═════ TESTO ESTRATTO
Uno spaccato di una storia di mafia del nostro paese che purtroppo è stata troppo a lungo silente, non attenzionata. Una storia di amore e di vendetta, di passioni, sia nel bene che nel male, di faide familiari.
Sbaglio o c’è una certa somiglianza con Romeo e Giulietta?
Ricordo bene la prima volta che ho letto la sceneggiatura ho pensato che se la fossero inventata talmente era scritta bene. Comunque sì, la prima parte soprattutto, poi la storia tra i protagonisti prende una piega completamente diversa.
In che modo?
Mentre l’amore tra Romeo e Giulietta rimane puro, quello tra Andrea e Marilena si macchia di sangue, si corrompe. Mentre nel dramma shakespeariano è la loro morte a fare da pacificatrice, in Ti mangio il cuore è la famiglia dei Montanari ad intervenire per cercare di calmare le acque.
Il film quanto è fedele al libro?
Sono stati fatti degli adattamenti liberi. In primo luogo hanno evitato di riportare i nomi originali per tutelare le persone sopravvissute. Per esempio la persona che ha ispirato il personaggio di Elodie è tuttora in protezione testimoni. Così come alcune dinamiche: la storia infatti si sviluppa tra la fine degli anni Ottanta e i primi anni del Duemila e per motivi di tempo in alcuni casi abbiamo dovuto riportare soltanto alcuni eventi cruciali. Però di fatto non c’è niente di inventato, sono tutti fatti reali, più o meno documentati.
Ti mangio il cuore è stato presentato in anteprima alla Mostra del Cinema di Venezia. Cosa ha significato essere presenti in una vetrina così importante?
È stato motivo di soddisfazione per il lavoro di gruppo che è stato portato a termine più che a livello personale. È stata sicuramente una bella festa per il film. Una cosa che mi ha insegnato proprio Elodie è che una bella conquista per una persona, prima ancora che per un artista, è riuscire a capire di valere aldilà di quello che fa.
Allo stesso tempo però si è ancora più esposti alle critiche. Per esempio alcuni hanno paragonato alcune scene del film ad uno spot di Dolce & Gabbana. Cosa ne pensi?
Il film è stato fatto con molta onestà sia da parte di noi attori sia da parte del regista e sceneggiatore. Non c’è mai stato l’intento di cercare di strizzare l’occhio ad una semplicità, ad una complicità commerciale.
In Ti mangio il cuore Elodie ha esordito nelle vesti di attrice. L’anno scorso con Il cattivo poeta al suo posto c’eri tu. Com’è stato condividere l’esperienza sul set?
══════════
═════ DATI DI ORIGINE
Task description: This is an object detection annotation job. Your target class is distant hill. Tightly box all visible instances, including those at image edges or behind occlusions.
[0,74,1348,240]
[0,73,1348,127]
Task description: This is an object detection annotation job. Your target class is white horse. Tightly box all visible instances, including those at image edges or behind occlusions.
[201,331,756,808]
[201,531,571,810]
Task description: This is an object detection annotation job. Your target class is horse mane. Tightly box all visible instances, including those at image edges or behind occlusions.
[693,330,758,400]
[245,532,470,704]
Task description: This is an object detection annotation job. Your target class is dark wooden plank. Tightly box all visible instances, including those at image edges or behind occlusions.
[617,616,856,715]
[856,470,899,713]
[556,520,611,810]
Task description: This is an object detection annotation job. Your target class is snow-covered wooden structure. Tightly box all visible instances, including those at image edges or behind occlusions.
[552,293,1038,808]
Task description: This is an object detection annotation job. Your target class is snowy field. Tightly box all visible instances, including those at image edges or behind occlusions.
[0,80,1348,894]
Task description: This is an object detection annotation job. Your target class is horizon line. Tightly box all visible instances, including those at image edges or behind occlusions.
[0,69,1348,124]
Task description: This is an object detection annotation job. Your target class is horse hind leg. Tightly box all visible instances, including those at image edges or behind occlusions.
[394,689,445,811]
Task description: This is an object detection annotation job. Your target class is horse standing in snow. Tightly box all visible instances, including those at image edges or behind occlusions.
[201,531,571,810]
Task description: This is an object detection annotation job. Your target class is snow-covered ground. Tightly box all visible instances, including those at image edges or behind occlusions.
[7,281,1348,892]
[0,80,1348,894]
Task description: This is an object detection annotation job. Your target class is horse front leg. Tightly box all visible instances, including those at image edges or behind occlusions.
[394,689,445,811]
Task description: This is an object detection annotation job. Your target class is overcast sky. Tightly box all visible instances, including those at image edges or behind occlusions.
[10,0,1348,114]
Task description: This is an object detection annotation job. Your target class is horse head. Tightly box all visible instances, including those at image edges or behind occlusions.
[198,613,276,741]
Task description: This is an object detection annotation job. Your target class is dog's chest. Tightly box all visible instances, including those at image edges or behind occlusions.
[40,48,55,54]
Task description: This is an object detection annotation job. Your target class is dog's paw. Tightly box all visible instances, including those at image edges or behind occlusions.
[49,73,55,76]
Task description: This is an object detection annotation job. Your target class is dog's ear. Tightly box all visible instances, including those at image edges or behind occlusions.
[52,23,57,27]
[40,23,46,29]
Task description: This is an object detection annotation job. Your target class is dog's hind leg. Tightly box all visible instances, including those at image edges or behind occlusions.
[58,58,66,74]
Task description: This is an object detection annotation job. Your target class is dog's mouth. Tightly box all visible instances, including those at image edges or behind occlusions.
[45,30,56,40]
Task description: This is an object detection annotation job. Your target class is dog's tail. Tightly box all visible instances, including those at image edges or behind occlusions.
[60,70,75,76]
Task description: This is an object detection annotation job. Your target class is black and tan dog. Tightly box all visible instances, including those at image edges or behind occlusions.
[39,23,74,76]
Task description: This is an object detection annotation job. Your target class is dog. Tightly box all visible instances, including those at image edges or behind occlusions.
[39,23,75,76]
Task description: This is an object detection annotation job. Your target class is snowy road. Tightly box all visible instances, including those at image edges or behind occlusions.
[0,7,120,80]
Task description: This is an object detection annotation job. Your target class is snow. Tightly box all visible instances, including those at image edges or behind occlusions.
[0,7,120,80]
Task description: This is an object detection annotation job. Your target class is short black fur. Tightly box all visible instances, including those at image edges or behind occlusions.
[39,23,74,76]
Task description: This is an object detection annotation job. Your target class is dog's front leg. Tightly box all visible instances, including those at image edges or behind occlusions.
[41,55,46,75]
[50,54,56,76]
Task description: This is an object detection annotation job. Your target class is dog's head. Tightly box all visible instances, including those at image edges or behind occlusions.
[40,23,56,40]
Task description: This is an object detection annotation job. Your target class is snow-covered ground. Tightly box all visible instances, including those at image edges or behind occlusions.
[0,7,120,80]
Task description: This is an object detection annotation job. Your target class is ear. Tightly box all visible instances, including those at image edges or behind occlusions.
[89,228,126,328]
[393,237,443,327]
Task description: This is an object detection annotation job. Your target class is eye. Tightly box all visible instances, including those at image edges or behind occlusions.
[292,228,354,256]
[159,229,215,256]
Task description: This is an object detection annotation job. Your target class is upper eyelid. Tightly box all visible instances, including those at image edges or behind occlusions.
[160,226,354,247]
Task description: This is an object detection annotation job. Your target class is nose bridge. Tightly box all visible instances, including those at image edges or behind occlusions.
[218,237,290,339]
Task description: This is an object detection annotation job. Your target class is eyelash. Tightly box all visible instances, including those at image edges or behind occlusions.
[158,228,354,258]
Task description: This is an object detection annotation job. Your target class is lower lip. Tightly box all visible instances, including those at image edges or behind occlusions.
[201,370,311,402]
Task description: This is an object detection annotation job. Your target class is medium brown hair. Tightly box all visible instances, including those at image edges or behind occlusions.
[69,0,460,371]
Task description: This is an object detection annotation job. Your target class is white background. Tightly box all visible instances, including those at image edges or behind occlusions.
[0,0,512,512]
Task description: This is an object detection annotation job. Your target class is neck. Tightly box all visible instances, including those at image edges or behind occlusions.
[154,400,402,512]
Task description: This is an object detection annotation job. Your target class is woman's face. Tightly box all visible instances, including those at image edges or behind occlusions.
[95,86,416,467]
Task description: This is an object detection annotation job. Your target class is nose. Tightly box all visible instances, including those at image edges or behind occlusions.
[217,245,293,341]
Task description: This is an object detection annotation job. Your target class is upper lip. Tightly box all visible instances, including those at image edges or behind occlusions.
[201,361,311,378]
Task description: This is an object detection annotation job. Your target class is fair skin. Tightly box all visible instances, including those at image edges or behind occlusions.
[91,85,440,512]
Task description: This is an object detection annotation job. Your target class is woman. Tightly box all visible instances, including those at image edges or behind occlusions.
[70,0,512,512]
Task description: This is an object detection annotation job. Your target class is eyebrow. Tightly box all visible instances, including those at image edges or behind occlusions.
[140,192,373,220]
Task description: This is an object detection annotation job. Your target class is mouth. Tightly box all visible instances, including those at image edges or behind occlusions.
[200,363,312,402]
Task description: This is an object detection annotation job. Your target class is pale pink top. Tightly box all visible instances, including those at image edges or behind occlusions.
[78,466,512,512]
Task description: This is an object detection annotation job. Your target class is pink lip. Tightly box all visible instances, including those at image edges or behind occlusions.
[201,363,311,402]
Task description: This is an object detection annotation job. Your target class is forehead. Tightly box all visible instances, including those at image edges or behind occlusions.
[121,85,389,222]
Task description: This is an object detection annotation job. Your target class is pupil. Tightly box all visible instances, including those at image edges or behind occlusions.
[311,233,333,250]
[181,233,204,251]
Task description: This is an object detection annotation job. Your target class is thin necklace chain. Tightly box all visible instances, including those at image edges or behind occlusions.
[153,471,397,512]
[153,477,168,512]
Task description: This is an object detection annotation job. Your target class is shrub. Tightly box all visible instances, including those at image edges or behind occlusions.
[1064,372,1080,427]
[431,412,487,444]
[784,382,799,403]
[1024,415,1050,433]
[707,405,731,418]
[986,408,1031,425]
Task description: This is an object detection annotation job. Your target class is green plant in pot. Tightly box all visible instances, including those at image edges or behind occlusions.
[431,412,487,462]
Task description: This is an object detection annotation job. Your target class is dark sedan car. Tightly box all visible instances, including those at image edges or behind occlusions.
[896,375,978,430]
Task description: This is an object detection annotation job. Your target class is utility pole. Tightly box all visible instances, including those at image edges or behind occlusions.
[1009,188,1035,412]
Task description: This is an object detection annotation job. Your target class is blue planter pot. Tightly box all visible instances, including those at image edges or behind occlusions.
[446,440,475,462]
══════════
> [AZIONE RICHIESTA 1]
Nell'intervista su Ti mangio il cuore, per quale motivo il film non riporta i nomi originali delle persone coinvolte? Rispondi in una o due frasi.
> [AZIONE RICHIESTA 2]
Secondo l'intervista su Ti mangio il cuore, in quale arco di tempo si sviluppa la storia?
> [AZIONE RICHIESTA 3]
Scrivi il seguito dell'intervista su Ti mangio il cuore, partendo subito dopo l'ultima domanda.

> [SPAZIO RISPOSTA 1]
I nomi originali sono stati evitati per tutelare le persone sopravvissute. Per esempio, la persona che ha ispirato il personaggio di Elodie è tuttora in protezione testimoni.

> [SPAZIO RISPOSTA 2]
Tra la fine degli anni Ottanta e i primi anni del Duemila.

> [SPAZIO RISPOSTA 3]
Elodie ha questa forza enorme, è una persona molto sincera e spontanea che va dritta per la verità. In qualche modo questo incontro mi ha dato tanto, il suo concepire la recitazione in modo molto più immediato mi ha portato a sbloccare delle energie che non conoscevo.
Quanto è stato difficile per un genovese recitare in dialetto pugliese?
È stata una sfida perché il pugliese, soprattutto il foggiano, ha delle vocalità che non abbiamo in italiano. È stato interessante scoprire dei suoni nuovi.
Dopo questa esperienza quanto hai lasciato ad Andrea di Francesco e quanto invece ti porti dietro di Andrea?
Andrea è un personaggio che mi ha cambiato molto, che mi ha permesso di lavorare su alcune corde che non avevo ancora esplorato. Credo che ogni attore debba dare del suo ad ogni personaggio anche quando tutto sembra indicare il contrario: di mio c’è sicuramente l’essere estraneo rispetto al contesto, infatti nei momenti di ferocia emerge una certa fragilità.
Considerando il periodo in cui siamo, con una pandemia ancora in corso e una guerra così vicina, quanto è importante andare al cinema?
L’arte in generale e soprattutto il cinema parla di uomini, di emozioni, di dinamiche umane ti fa riflettere. Sull’umo e in momenti drammatici come la pandemia e la guerra è ancora più importante riconnettersi e riflettere su che cosa è umano, su cosa può sentire, su cosa può pensare. Sarebbe bello che l’arte avesse un’attenzione importante prima che queste cose accadano; se uno fosse abituato ad entrare in contatto, ad ascoltare, a condividere le proprie storie umane, certe cose si potrebbero evitare o affrontare in modo diverso.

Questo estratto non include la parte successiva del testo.